▶ [PASSAGE PROVIDED]:
Whoa. That seems outrageous for any coach, let alone one who hasn’t exactly been terribly successful (as a coach).
by cferneyh on Jun 7, 2009 2:02 PM CDT reply actions 0 recs
well, I can think of a way to easily save around 6 million a year for the Yotes.
by Hansmoleman on Jun 7, 2009 3:18 PM CDT up reply actions 0 recs
How old is that copy of the constitution?
They haven’t updated the Mighty Ducks to Ducks or the Devils location from East Rutherford to Newark. You’d think they would update it.
by 5-hole.com on Jun 7, 2009 2:10 PM CDT reply actions 0 recs
God bless litigation. Nothing like a good ’ol pissing match to bring the documents out of the woodwork.
MG
by puckreport on Jun 7, 2009 3:15 PM CDT reply actions 0 recs
I will share a couple of observations that I made over on HFBoards (a few of which were subsequently noted by the Globe – scooped you guys, James!):
1. As of yesterday, the NHL has received four formal Background Applications from non-JB parties seeking to purchase the Phoenix Coyotes AND KEEP THEM IN PHOENIX:
a. Reinsdorf and a gentleman named John Kaites (who is apparently Reinsdorf’s attorney and thus may or may not actually have a financial stake);
b. Breslow;
c. Howard Sokolowski and David Cynamon, current owners of the Toronto Argos (!!!!);
d. A Phoenix businessman who has requested anonymity pending due diligence.
2. When Colorado relocated to NJ, Quebec relocated to Colorado and Hartford relocated to Carolina, each time they paid the league a relocation fee which was shared collectively by the other clubs (these are in addition to the well known indemnity payments made by Colo/NJ and Anaheim).
3. The JB bid is really only $165 million per the NHL’s review of the bid: $212.5 mil, less the $22.5 mil (as I have previously noted), less the $25 mil advanced by the NHL against the revenue sharing payments that will be otherwise made in October 2009.).
4. Moyes himself, in his lawyer’s (Scudder) sworn declaration actually took a conservative stab at the value of an NHL team in southern ONT. The NHL has noted that this effectively sets a floor for the value of a relocation fee (the values have been redacted from the court documents – arrrghh).
by Gerald on Jun 7, 2009 3:17 PM CDT reply actions 0 recs
6 points the NHL looks at when cosidering relocation
(i) Creating and enhancing spectator interest by preserving traditional rivalries and fostering the development of new ones.
(ii) encouraging investment by private parties in arena construction and related infrastructure
(iii) respecting the investment made by private parties in the supply of refreshments, parking, transportation, and team and league related paraphernalia.
(iv) attracting spectators and corporate sponsors by showing a strong commitment to a local market and the league as a whole.
(v) ensuring that the sport is being appropriately promoted and that the reputation and goodwill of the league and its individual teams are not being compromised\
(vi) maximizing revenues generated by the league in the form of tv and media coverage rights by promoting the overall stability of the franchises that constitute the league and creating appropriate regional balance to ensure that the greatest number of spectators is reached.

▶ [DATASET RECORDS]:
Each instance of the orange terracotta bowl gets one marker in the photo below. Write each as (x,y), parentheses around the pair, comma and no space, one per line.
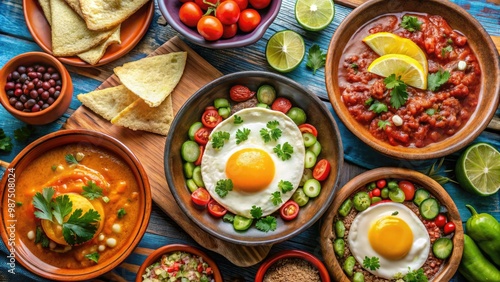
(24,248)
(479,41)
(293,254)
(157,254)
(60,105)
(450,265)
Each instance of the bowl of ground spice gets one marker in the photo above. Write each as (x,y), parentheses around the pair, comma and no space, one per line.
(292,265)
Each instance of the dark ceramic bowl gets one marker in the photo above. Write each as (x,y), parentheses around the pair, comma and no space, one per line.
(458,19)
(170,10)
(317,115)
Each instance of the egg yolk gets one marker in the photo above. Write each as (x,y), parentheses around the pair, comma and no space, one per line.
(391,237)
(250,170)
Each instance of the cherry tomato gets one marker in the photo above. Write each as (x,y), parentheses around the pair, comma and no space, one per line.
(216,209)
(190,14)
(200,196)
(289,210)
(249,20)
(308,128)
(440,220)
(211,118)
(228,12)
(448,228)
(321,170)
(229,30)
(210,28)
(240,93)
(408,188)
(281,104)
(259,4)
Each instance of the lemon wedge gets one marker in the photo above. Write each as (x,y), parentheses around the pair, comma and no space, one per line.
(410,70)
(384,43)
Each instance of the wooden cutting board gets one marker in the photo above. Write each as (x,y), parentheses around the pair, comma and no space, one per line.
(149,148)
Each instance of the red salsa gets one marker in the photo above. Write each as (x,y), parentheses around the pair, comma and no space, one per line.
(427,116)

▶ [TASKS TO CARRY OUT]:
1/ Copy the comment thread about the Phoenix Coyotes word for word, starting at "(ii) encouraging investment" and ending at "as a whole.".
2/ Rewrite the listing, starting at the line that contains "Each instance of the wooden" and ending at the final line of the listing, with both ends included. Keep each request as it is, and multiply every coordinate in the answers by 2.15, rounding to whole numbers with halves rounded up.
The comment thread about the Phoenix Coyotes and the listing are unrelated material.

▶ [OUTPUTS]:
1/
(ii) encouraging investment by private parties in arena construction and related infrastructure
(iii) respecting the investment made by private parties in the supply of refreshments, parking, transportation, and team and league related paraphernalia.
(iv) attracting spectators and corporate sponsors by showing a strong commitment to a local market and the league as a whole.

2/
Each instance of the wooden cutting board gets one marker in the photo above. Write each as (x,y), parentheses around the pair, comma and no space, one per line.
(320,318)
Each instance of the red salsa gets one marker in the photo above. Write each as (x,y), parentheses around the pair, comma and no space, one per line.
(918,249)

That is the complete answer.